_Problem description:_ In the GitHub text, rewrite the passage starting at "Most-starred Python web" and ending at "stars, and language.", renaming "fork count" to "number of forks".
Start of Excerpt to read
Prolific TypeScript Developers on GitHub to Recruit

Well-followed, prolific TypeScript developers on GitHub ranked by repo count and followers. Startup recruiters and dev-tool teams use it for outreach lists.

JavaScript Security Repos to Triage on GitHub

Recently-updated JavaScript repos tagged around security and vulnerabilities, with last-commit dates. Security researchers and dependency auditors triage them.

Top Python Web Frameworks on GitHub by Stars

Most-starred Python web frameworks on GitHub with stars, forks, last-updated date, and license, sorted by stars. A ranked overview for picking a stack.

Recently Updated LLM Repos on GitHub

Which large-language-model projects on GitHub shipped commits most recently, sorted by last update. Spot active forks and LLM repos worth following.

Most-Forked Machine Learning Repos on GitHub

Machine-learning GitHub repos ranked by fork count, surfacing the projects people actually build on rather than just star. Includes forks, stars, and language.

Go Developers in Berlin on GitHub for Recruiting

Go developers based in Berlin on GitHub with name, company, bio, and follower count. A ready-made sourcing list for recruiters running outreach campaigns.

GitHub Scraper

Search GitHub repositories or users via the public GitHub REST API and get back clean, structured rows. No API key required — but adding a free GitHub token raises your rate limit dramatically (60 → 5000 requests/hr), which matters for larger jobs.

What you get

Repositories (type: repositories): fullName, name, owner, url, description, stars, forks, openIssues, language, topics[], license (SPDX id), homepage, defaultBranch, createdAt, updatedAt, pushedAt.

Users / organizations (type: users) — each result is enriched with profile details: login, url, type, id, name, bio, company, location, blog, followers, publicRepos, createdAt.

Every successful row also carries ok: true. Diagnostic rows (no results, bad input, rate limit, network) carry ok: false plus an errorCode and error message, and are never charged.

Nullable fields: GitHub only returns what a repo/user actually sets, so optional fields are null when absent — e.g. repo description, language, license, homepage; user name, bio, company, location, blog. These nulls are normal and still count as complete rows.

Input

FieldNotes
queryGitHub search syntax. Repos: language:python stars:>1000 machine learning, topic:cli. Users: location:berlin followers:>500.
typerepositories (default) or users.
sortstars (default), forks, updated, or best-match. Applies to repository searches.
maxItemsDefault 100, max 1000 (GitHub's Search API cap).
githubTokenOptional but recommended — raises limits to 5000 req/hr and 30 searches/min. No scopes needed for public data. Kept private.

Output

One dataset row per repository or user, deduplicated by fullName / login. Queries with no matches return a single NO_RESULTS row and are not charged. An empty/missing query returns a single BAD_INPUT row (also not charged) instead of failing the run.

Rate limits

GitHub allows 60 requests/hr unauthenticated (10 searches/min) and 5000/hr with a token (30 searches/min). The Search API also caps at 1000 results per query. If you hit the limit, the actor returns a clear RATE_LIMITED row (with the reset time) suggesting you add a githubToken — it does not silently fail. This applies to user searches too: the per-user profile enrichment step makes one request per result, so a tokenless user search can exhaust the 60/hr budget — if that happens mid-enrichment, the actor surfaces a RATE_LIMITED row rather than returning zero rows silently.

Troubleshooting

  • Got a RATE_LIMITED row — add a free githubToken (60 → 5000 req/hr) and re-run; user searches especially benefit because each result triggers a profile-detail request. The row includes rateLimitResetsAt so you know when to retry.
  • Got a NO_RESULTS row — the query ran but matched nothing; broaden it or check GitHub search qualifiers.
  • Got a BAD_INPUT rowquery was empty; provide a search string.
  • These diagnostic rows have ok: false and are never charged.

Example

{ "query": "language:python stars:>5000 web framework", "type": "repositories", "sort": "stars", "maxItems": 100 }

Notes

To pull more than 1000 results, split the job by a qualifier — e.g. star bands (stars:1000..5000, stars:5001..20000) or creation date windows (created:2022-01-01..2022-12-31).
End of Excerpt to read
Start of Study material
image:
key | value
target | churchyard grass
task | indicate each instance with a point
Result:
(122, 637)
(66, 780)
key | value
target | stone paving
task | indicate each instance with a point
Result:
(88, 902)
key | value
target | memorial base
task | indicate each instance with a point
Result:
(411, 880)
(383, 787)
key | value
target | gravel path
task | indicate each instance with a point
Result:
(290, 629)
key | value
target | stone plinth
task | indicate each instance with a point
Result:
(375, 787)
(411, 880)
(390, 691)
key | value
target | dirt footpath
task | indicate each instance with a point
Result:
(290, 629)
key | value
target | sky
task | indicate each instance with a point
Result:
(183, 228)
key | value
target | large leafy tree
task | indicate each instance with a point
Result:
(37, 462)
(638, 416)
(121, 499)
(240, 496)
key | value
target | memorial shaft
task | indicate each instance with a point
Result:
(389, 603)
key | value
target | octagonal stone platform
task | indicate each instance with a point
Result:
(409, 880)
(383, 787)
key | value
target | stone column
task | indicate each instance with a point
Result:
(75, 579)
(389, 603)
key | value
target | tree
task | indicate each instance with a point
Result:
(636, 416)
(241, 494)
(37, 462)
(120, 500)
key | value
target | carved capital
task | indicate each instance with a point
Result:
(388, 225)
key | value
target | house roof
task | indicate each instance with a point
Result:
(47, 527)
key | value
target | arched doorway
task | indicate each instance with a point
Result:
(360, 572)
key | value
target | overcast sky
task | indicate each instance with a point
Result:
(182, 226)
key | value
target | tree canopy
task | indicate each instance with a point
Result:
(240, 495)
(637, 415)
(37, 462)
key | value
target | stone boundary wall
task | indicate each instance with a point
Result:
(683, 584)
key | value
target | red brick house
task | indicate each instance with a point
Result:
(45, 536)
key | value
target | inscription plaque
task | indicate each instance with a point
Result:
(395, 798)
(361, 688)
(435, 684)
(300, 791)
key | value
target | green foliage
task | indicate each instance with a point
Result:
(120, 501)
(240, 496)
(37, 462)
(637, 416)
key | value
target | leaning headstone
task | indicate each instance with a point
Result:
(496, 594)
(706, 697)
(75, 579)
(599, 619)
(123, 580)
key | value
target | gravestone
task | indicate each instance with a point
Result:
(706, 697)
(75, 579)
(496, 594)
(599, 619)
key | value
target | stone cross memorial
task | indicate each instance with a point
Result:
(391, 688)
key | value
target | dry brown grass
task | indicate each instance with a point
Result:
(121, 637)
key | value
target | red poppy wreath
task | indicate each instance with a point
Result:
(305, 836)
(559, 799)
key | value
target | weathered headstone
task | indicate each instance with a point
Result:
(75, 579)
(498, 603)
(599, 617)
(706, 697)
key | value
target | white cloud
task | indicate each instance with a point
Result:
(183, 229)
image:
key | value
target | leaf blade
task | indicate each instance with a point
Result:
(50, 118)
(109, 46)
End of Study material
_Response:_
Most-starred Python web frameworks on GitHub with stars, forks, last-updated date, and license, sorted by stars. A ranked overview for picking a stack.

Recently Updated LLM Repos on GitHub

Which large-language-model projects on GitHub shipped commits most recently, sorted by last update. Spot active forks and LLM repos worth following.

Most-Forked Machine Learning Repos on GitHub

Machine-learning GitHub repos ranked by number of forks, surfacing the projects people actually build on rather than just star. Includes forks, stars, and language.